Dataset records
┏━━
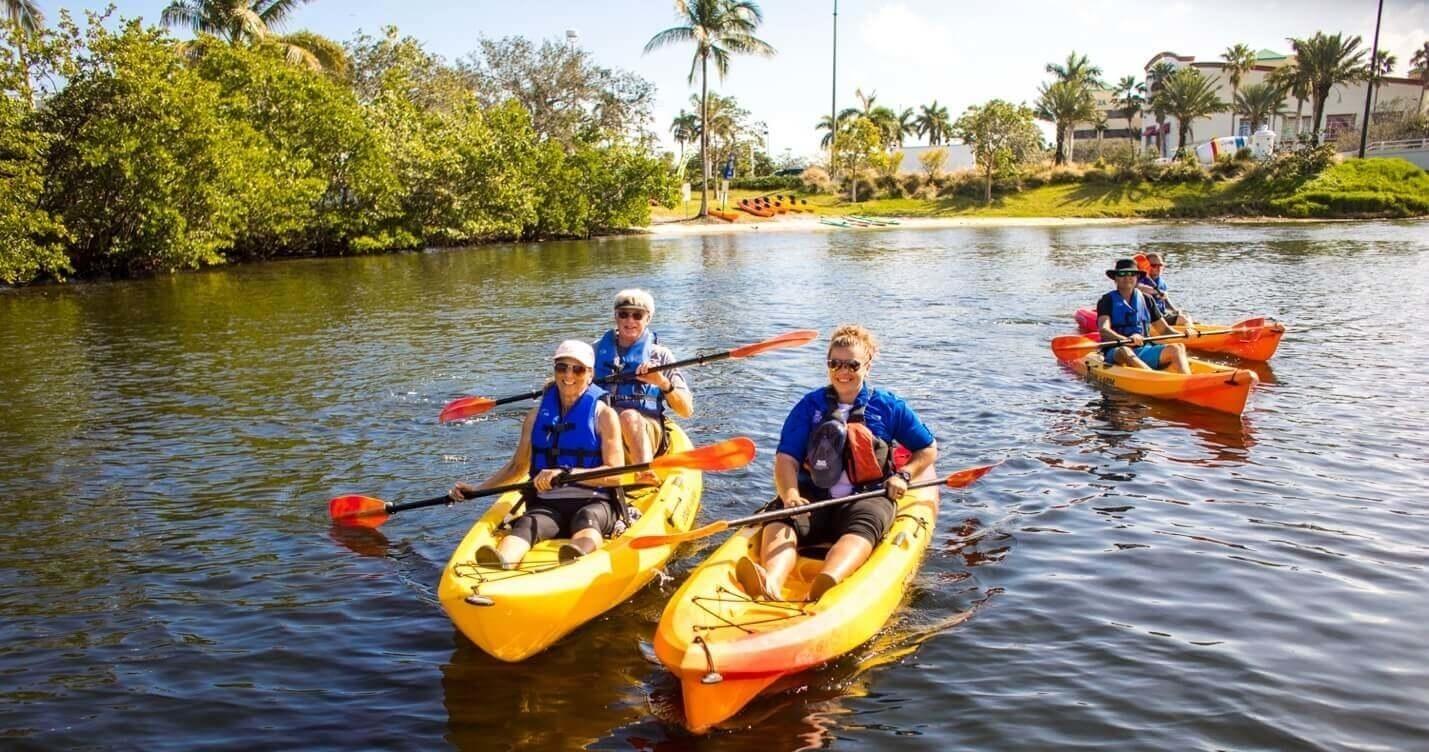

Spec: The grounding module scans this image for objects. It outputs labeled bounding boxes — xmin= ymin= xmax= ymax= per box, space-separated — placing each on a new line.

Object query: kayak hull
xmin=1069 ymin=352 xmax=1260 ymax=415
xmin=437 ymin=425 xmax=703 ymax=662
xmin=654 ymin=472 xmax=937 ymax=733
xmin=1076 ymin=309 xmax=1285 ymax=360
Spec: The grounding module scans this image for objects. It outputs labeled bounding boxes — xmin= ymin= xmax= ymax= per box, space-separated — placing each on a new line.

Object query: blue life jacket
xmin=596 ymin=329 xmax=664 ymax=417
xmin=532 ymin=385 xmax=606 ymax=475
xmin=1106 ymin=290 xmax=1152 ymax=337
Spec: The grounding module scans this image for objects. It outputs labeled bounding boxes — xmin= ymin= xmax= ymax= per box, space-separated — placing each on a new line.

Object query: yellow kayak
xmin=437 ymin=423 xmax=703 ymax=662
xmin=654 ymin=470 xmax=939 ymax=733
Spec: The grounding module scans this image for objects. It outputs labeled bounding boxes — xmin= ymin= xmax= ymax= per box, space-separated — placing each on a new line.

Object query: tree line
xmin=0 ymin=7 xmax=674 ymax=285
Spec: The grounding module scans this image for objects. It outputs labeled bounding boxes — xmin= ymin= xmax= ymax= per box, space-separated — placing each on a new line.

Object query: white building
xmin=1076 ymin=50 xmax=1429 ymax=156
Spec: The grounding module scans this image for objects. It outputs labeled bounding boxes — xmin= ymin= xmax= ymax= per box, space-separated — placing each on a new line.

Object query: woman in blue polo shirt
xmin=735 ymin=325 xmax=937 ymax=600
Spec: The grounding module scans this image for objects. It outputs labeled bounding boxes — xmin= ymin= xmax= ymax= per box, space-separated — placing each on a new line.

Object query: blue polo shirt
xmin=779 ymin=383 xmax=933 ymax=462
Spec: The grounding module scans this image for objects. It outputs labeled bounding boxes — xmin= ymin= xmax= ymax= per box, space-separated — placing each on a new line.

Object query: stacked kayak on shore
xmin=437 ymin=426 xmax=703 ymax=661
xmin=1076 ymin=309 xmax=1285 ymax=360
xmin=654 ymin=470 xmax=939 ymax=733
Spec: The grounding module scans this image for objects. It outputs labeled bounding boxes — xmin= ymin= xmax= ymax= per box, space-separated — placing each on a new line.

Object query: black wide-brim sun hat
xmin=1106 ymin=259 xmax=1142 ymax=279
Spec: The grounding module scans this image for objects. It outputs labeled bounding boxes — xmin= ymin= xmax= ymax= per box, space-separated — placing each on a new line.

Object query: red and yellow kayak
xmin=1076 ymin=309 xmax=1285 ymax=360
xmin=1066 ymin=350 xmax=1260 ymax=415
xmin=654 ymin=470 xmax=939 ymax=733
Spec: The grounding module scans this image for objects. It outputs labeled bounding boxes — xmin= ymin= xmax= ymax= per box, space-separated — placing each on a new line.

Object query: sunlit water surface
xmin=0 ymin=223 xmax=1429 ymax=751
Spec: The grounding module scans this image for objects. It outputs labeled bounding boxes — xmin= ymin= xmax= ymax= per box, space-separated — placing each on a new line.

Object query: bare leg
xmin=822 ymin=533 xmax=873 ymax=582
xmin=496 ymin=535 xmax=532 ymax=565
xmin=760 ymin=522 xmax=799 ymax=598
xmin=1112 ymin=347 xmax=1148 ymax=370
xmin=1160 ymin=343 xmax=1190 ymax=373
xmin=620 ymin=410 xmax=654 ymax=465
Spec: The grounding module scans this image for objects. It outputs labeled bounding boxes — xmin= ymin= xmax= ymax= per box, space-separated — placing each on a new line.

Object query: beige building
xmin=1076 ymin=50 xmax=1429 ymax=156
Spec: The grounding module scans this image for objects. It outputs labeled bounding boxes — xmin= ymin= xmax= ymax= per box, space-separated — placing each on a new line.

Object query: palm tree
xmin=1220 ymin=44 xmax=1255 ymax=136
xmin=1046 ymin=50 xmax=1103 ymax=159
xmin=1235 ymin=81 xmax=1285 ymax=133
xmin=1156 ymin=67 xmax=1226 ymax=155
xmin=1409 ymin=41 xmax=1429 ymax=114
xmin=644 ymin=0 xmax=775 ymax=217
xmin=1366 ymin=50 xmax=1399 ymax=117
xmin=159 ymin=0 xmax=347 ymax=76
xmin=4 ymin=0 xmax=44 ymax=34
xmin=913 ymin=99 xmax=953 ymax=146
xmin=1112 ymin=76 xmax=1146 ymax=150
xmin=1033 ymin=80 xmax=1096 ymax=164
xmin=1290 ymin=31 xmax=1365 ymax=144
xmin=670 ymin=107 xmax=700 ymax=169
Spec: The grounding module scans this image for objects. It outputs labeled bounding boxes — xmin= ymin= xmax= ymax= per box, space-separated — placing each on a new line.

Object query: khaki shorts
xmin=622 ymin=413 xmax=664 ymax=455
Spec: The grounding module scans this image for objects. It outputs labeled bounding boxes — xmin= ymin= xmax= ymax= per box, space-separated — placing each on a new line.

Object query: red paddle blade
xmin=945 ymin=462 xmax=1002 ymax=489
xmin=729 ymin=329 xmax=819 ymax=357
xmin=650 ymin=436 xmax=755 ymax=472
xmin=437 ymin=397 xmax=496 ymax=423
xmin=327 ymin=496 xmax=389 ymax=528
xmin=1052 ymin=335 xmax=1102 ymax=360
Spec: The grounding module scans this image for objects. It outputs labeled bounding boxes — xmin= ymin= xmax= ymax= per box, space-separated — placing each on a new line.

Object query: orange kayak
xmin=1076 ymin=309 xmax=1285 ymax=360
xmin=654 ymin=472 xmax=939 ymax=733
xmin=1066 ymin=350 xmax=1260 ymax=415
┗━━
Exercise
Put the lines from the start of the records through the line containing "xmin=0 ymin=7 xmax=674 ymax=285" into a numbered list, skipping blank lines and leaving out the pictures.

Reply
1. Spec: The grounding module scans this image for objects. It outputs labeled bounding boxes — xmin= ymin= xmax= ymax= per box, space-separated — placing each on a new line.
2. Object query: kayak hull
3. xmin=1069 ymin=352 xmax=1260 ymax=415
4. xmin=437 ymin=425 xmax=703 ymax=662
5. xmin=654 ymin=472 xmax=937 ymax=733
6. xmin=1076 ymin=309 xmax=1285 ymax=360
7. Spec: The grounding module scans this image for objects. It outputs labeled bounding boxes — xmin= ymin= xmax= ymax= per box, space-separated — placing each on a new line.
8. Object query: blue life jacket
9. xmin=596 ymin=329 xmax=664 ymax=417
10. xmin=532 ymin=385 xmax=606 ymax=475
11. xmin=1106 ymin=290 xmax=1152 ymax=337
12. Spec: The grounding module scans this image for objects. It outputs labeled bounding boxes — xmin= ymin= xmax= ymax= per box, space-separated — placing each on a new line.
13. Object query: yellow kayak
14. xmin=437 ymin=423 xmax=703 ymax=662
15. xmin=654 ymin=470 xmax=939 ymax=733
16. Spec: The grounding module scans this image for objects. It outputs labeled bounding boxes — xmin= ymin= xmax= ymax= per box, space-separated — placing each on a new line.
17. Object query: tree line
18. xmin=0 ymin=7 xmax=674 ymax=285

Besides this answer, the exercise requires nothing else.